Entries from a pointing dataset:
+ + + + +
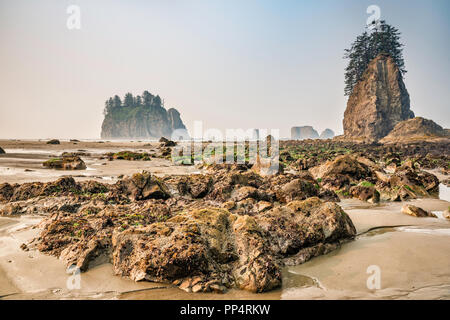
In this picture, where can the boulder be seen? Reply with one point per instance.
(297, 189)
(53, 141)
(143, 186)
(65, 163)
(379, 101)
(340, 172)
(416, 211)
(446, 214)
(327, 134)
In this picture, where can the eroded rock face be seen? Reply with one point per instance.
(305, 132)
(417, 129)
(186, 239)
(379, 101)
(416, 211)
(151, 123)
(143, 186)
(226, 249)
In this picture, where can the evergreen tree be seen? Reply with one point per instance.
(109, 104)
(384, 38)
(128, 100)
(117, 103)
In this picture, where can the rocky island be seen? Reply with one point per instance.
(142, 117)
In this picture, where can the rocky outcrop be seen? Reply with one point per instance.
(416, 211)
(378, 103)
(144, 120)
(416, 129)
(327, 134)
(305, 132)
(65, 163)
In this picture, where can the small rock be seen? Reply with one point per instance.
(416, 211)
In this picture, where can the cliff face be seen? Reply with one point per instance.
(417, 129)
(327, 134)
(379, 101)
(145, 122)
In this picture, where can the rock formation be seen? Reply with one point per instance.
(417, 129)
(379, 101)
(53, 141)
(327, 134)
(144, 121)
(305, 132)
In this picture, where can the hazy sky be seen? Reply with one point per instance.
(230, 63)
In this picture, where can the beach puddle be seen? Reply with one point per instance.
(431, 231)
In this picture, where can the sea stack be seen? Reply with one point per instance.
(305, 132)
(378, 102)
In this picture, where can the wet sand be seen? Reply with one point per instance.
(413, 254)
(23, 161)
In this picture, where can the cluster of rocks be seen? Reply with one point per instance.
(53, 141)
(230, 228)
(308, 132)
(359, 177)
(303, 155)
(65, 162)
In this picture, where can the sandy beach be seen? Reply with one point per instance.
(412, 253)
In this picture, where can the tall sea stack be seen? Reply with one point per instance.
(378, 102)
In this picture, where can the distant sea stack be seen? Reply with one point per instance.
(305, 132)
(378, 102)
(142, 117)
(327, 134)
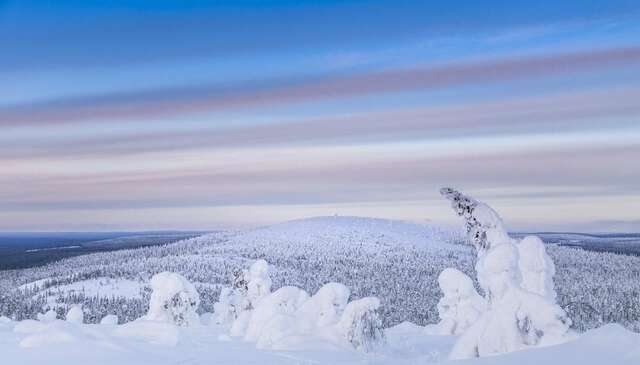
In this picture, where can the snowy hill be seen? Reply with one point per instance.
(396, 261)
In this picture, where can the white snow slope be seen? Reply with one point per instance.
(145, 342)
(358, 252)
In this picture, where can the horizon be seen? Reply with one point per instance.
(162, 115)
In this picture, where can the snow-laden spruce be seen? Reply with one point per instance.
(174, 300)
(461, 305)
(75, 315)
(109, 319)
(536, 267)
(521, 312)
(283, 318)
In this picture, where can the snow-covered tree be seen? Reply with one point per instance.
(516, 318)
(174, 299)
(536, 267)
(48, 316)
(223, 310)
(250, 287)
(326, 306)
(361, 324)
(258, 282)
(461, 305)
(284, 301)
(109, 319)
(75, 315)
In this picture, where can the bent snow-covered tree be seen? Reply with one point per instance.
(174, 299)
(520, 314)
(362, 325)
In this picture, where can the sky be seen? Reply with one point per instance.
(138, 115)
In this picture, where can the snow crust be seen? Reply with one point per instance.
(32, 342)
(173, 300)
(461, 305)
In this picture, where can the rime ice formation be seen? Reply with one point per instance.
(518, 316)
(75, 314)
(461, 305)
(284, 301)
(536, 267)
(174, 300)
(109, 319)
(361, 325)
(327, 305)
(48, 316)
(280, 319)
(258, 282)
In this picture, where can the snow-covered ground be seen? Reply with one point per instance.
(283, 311)
(159, 343)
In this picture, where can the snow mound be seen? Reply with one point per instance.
(461, 305)
(173, 300)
+ + + + +
--- Exercise description ---
Lay out every line of the items above as a Markdown table with the columns "Row" and "Line." Skip blank lines and leave out the pictures.

--- The solution ---
| Row | Line |
|---|---|
| 1 | In this picture, where can the boulder be seen? Reply with one point per instance. |
| 2 | (297, 189) |
| 3 | (53, 141) |
| 4 | (143, 186) |
| 5 | (65, 163) |
| 6 | (379, 101) |
| 7 | (340, 172) |
| 8 | (416, 211) |
| 9 | (446, 214) |
| 10 | (327, 134) |
| 11 | In this picture, where can the eroded rock face be seen? Reply with one point per instance. |
| 12 | (305, 132) |
| 13 | (417, 129) |
| 14 | (186, 239) |
| 15 | (379, 101) |
| 16 | (416, 211) |
| 17 | (151, 123) |
| 18 | (143, 186) |
| 19 | (226, 249) |
| 20 | In this picture, where can the evergreen tree be seen? Reply with one point per instance. |
| 21 | (109, 104) |
| 22 | (384, 38) |
| 23 | (128, 100) |
| 24 | (117, 103) |
| 25 | In this picture, where can the rocky island be seen? Reply with one point per instance. |
| 26 | (142, 117) |
| 27 | In this picture, where can the rocky outcrop be seen? Reply with one point per instance. |
| 28 | (416, 211) |
| 29 | (378, 103) |
| 30 | (144, 120) |
| 31 | (416, 129) |
| 32 | (327, 134) |
| 33 | (305, 132) |
| 34 | (65, 163) |
| 35 | In this picture, where can the small rock be seen? Reply with one point per instance. |
| 36 | (416, 211) |
| 37 | In this picture, where can the cliff face be seen? Reply with one point per instance. |
| 38 | (417, 129) |
| 39 | (327, 134) |
| 40 | (379, 101) |
| 41 | (145, 122) |
| 42 | In this picture, where can the rock formation be seen? Reply with one point per instance. |
| 43 | (417, 129) |
| 44 | (379, 101) |
| 45 | (53, 141) |
| 46 | (327, 134) |
| 47 | (144, 121) |
| 48 | (305, 132) |
| 49 | In this picture, where can the hazy sky be seen? Reply with one point per instance. |
| 50 | (230, 63) |
| 51 | In this picture, where can the beach puddle be seen? Reply with one point per instance. |
| 52 | (431, 231) |
| 53 | In this picture, where can the sea stack be seen? Reply with one point per instance. |
| 54 | (305, 132) |
| 55 | (378, 102) |
| 56 | In this picture, where can the wet sand be seen? Reply with one point per instance. |
| 57 | (413, 254) |
| 58 | (23, 161) |
| 59 | In this picture, where can the cluster of rocks be seen? Reply with one point per instance. |
| 60 | (53, 141) |
| 61 | (230, 228) |
| 62 | (308, 132) |
| 63 | (359, 177) |
| 64 | (303, 155) |
| 65 | (65, 162) |
| 66 | In this picture, where can the sandy beach be seen? Reply with one point per instance. |
| 67 | (412, 253) |
| 68 | In this picture, where can the tall sea stack be seen? Reply with one point per instance. |
| 69 | (378, 102) |
| 70 | In this picture, where can the distant sea stack be seen? Reply with one point per instance. |
| 71 | (305, 132) |
| 72 | (378, 102) |
| 73 | (142, 117) |
| 74 | (327, 134) |
| 75 | In this picture, where can the snowy hill be seen? Reply with one point per instance. |
| 76 | (396, 261) |
| 77 | In this picture, where can the white snow slope be seen? Reply with one point per instance. |
| 78 | (145, 342) |
| 79 | (358, 252) |
| 80 | In this picture, where can the horizon be seen? Reply with one point per instance. |
| 81 | (162, 115) |
| 82 | In this picture, where can the snow-laden spruce be seen? Reply with one point per instance. |
| 83 | (174, 300) |
| 84 | (461, 305) |
| 85 | (75, 315) |
| 86 | (109, 319) |
| 87 | (536, 267) |
| 88 | (521, 312) |
| 89 | (283, 318) |
| 90 | In this picture, where can the snow-covered tree be seen? Reply with one point per instance. |
| 91 | (516, 318) |
| 92 | (174, 299) |
| 93 | (536, 267) |
| 94 | (48, 316) |
| 95 | (223, 310) |
| 96 | (250, 287) |
| 97 | (326, 306) |
| 98 | (361, 324) |
| 99 | (258, 282) |
| 100 | (461, 305) |
| 101 | (284, 301) |
| 102 | (109, 319) |
| 103 | (75, 315) |
| 104 | In this picture, where can the bent snow-covered tree be seen? Reply with one point per instance. |
| 105 | (174, 299) |
| 106 | (520, 314) |
| 107 | (362, 325) |
| 108 | In this picture, where can the sky be seen? Reply with one point per instance. |
| 109 | (138, 115) |
| 110 | In this picture, where can the snow crust be seen? Reply with one point per instance. |
| 111 | (32, 342) |
| 112 | (173, 300) |
| 113 | (461, 305) |
| 114 | In this picture, where can the rime ice formation be seen? Reply with one point per instance. |
| 115 | (518, 316) |
| 116 | (75, 314) |
| 117 | (461, 305) |
| 118 | (284, 301) |
| 119 | (536, 267) |
| 120 | (174, 300) |
| 121 | (109, 319) |
| 122 | (361, 325) |
| 123 | (327, 305) |
| 124 | (48, 316) |
| 125 | (280, 319) |
| 126 | (258, 282) |
| 127 | In this picture, where can the snow-covered ground be seen? Reply with one point per instance. |
| 128 | (283, 311) |
| 129 | (159, 343) |
| 130 | In this picture, where can the snow mound be seen? Reply with one point per instance. |
| 131 | (461, 305) |
| 132 | (173, 300) |